Data records: Begin

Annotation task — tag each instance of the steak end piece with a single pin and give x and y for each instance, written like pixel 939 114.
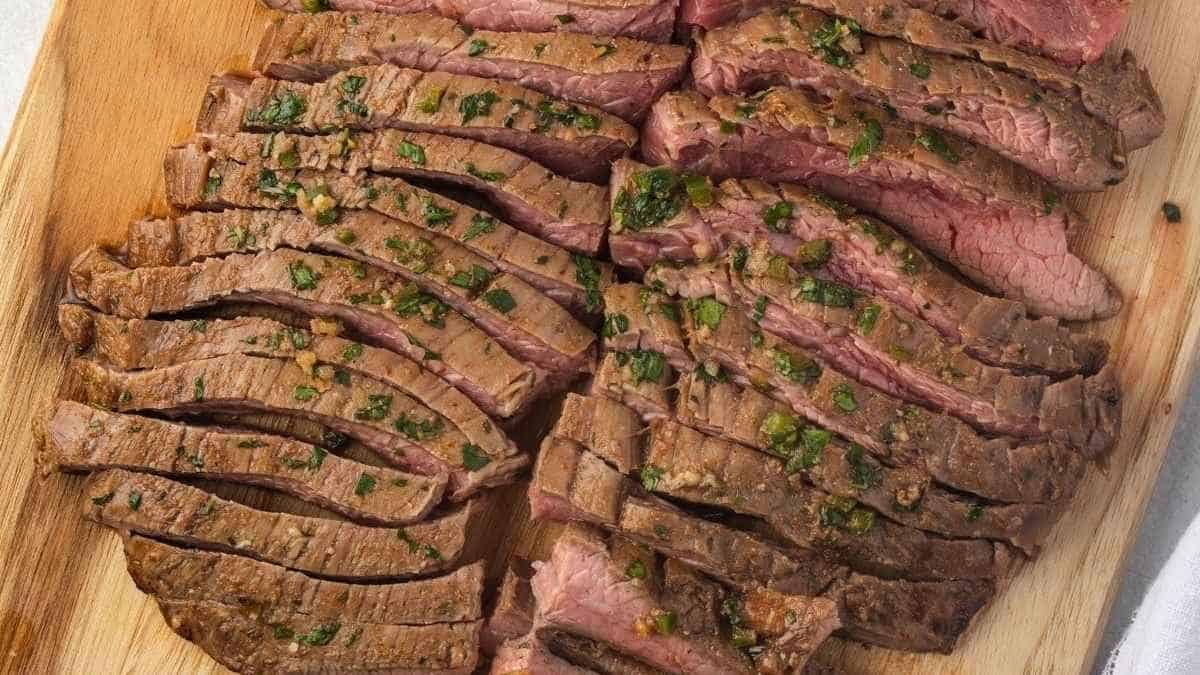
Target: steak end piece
pixel 243 641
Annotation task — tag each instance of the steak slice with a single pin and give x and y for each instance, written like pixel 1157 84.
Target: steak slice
pixel 510 615
pixel 903 435
pixel 178 574
pixel 586 591
pixel 529 655
pixel 156 507
pixel 79 437
pixel 376 304
pixel 571 484
pixel 645 19
pixel 577 142
pixel 144 344
pixel 1114 89
pixel 861 251
pixel 885 346
pixel 617 380
pixel 244 641
pixel 1031 125
pixel 381 417
pixel 1071 33
pixel 529 196
pixel 999 225
pixel 570 279
pixel 703 470
pixel 609 429
pixel 637 317
pixel 522 320
pixel 619 76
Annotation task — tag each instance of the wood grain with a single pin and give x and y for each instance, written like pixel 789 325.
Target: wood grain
pixel 117 82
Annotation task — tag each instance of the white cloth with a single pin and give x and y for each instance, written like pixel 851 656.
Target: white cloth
pixel 1164 635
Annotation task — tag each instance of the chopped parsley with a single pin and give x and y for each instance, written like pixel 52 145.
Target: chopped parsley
pixel 934 142
pixel 777 216
pixel 477 47
pixel 477 105
pixel 649 198
pixel 501 300
pixel 365 485
pixel 587 274
pixel 645 365
pixel 826 40
pixel 436 215
pixel 419 429
pixel 801 370
pixel 828 293
pixel 707 311
pixel 485 175
pixel 479 225
pixel 651 476
pixel 635 569
pixel 615 324
pixel 412 151
pixel 867 143
pixel 303 276
pixel 286 108
pixel 378 406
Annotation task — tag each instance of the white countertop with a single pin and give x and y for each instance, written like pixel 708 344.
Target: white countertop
pixel 1176 499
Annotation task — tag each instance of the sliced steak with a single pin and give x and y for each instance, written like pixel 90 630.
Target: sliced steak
pixel 688 465
pixel 857 250
pixel 885 346
pixel 583 590
pixel 904 435
pixel 629 378
pixel 610 430
pixel 79 437
pixel 618 75
pixel 244 641
pixel 995 222
pixel 1031 125
pixel 1072 31
pixel 597 657
pixel 522 320
pixel 510 615
pixel 573 280
pixel 637 317
pixel 563 211
pixel 378 416
pixel 144 344
pixel 1114 89
pixel 531 656
pixel 646 19
pixel 375 303
pixel 575 141
pixel 171 573
pixel 156 507
pixel 571 484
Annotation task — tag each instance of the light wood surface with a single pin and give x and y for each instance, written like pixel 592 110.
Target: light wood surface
pixel 117 82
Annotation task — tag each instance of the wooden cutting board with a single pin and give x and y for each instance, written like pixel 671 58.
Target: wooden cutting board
pixel 117 82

Data records: End

What is required. Using the entries above, repeat only the lines from the one containing "Annotation task — tag each instance of the white cloth" through the one containing "Annotation task — tag each instance of the chopped", end lines included.

Problem solution.
Annotation task — tag each instance of the white cloth with a single pin and give x and y for each instance, written like pixel 851 656.
Target: white cloth
pixel 1164 635
Annotation task — tag each instance of the chopped parsley with a single pin and give x and y for each instance, written like pixel 52 145.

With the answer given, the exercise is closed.